Excerpted passage:
•••••
Medicine, Health Care Cultural Values Can Be a…

Published: November 20, 2017.
Released by Frontiers

Countries with populations that value autonomy and harmony tend to have higher average levels of alcohol consumption than countries with more traditional values, such as hierarchy and being part of a collective. This new research finding, published today in open-access journal Frontiers in Psychology, may have important implications for international public health organizations aiming to tackle problems associated with alcohol consumption.

Understanding why people drink alcohol excessively is of enormous importance to health authorities around the globe. According to the World Health organization, harmful alcohol consumption caused more than 3.3 million deaths in 2012, 6% of all deaths in that year. It is strongly associated with high blood pressure, liver cirrhosis and chronic pancreatitis, and has a huge social and economic burden.

Many previous studies focused on why, at an individual level, people drink excessively. For the first time, researchers in Portugal and the UK attempted to pinpoint broader societal and cultural predictors of alcohol consumption.

Using alcohol consumption and cultural value orientation data for 74 countries, the researchers modeled whether a country’s average level of alcohol consumption could be associated with various societal values such as autonomy, hierarchy, harmony and collectivism.
•••••
Excerpted data:
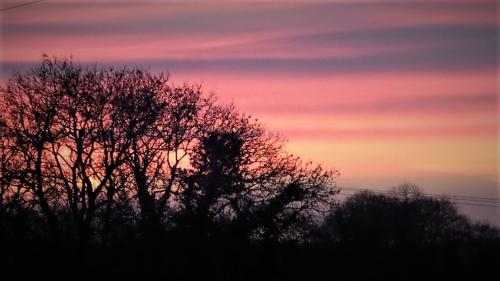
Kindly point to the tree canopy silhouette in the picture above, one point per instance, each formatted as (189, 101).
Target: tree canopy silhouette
(115, 171)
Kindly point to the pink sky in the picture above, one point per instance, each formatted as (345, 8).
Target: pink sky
(383, 91)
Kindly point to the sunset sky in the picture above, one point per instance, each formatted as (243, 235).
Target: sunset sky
(383, 91)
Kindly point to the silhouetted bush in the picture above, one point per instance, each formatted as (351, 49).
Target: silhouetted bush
(115, 174)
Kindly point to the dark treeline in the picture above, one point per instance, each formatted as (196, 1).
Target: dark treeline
(115, 174)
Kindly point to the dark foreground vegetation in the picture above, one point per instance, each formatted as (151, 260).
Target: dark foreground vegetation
(112, 174)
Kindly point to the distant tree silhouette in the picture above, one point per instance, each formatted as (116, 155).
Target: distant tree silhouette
(113, 172)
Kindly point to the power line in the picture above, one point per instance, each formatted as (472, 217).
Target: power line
(458, 197)
(20, 5)
(458, 200)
•••••
What is required:
Transcribe the article on cultural values and alcohol consumption from "Released by Frontiers" up to and including "and economic burden.".

Written response:
Released by Frontiers

Countries with populations that value autonomy and harmony tend to have higher average levels of alcohol consumption than countries with more traditional values, such as hierarchy and being part of a collective. This new research finding, published today in open-access journal Frontiers in Psychology, may have important implications for international public health organizations aiming to tackle problems associated with alcohol consumption.

Understanding why people drink alcohol excessively is of enormous importance to health authorities around the globe. According to the World Health organization, harmful alcohol consumption caused more than 3.3 million deaths in 2012, 6% of all deaths in that year. It is strongly associated with high blood pressure, liver cirrhosis and chronic pancreatitis, and has a huge social and economic burden.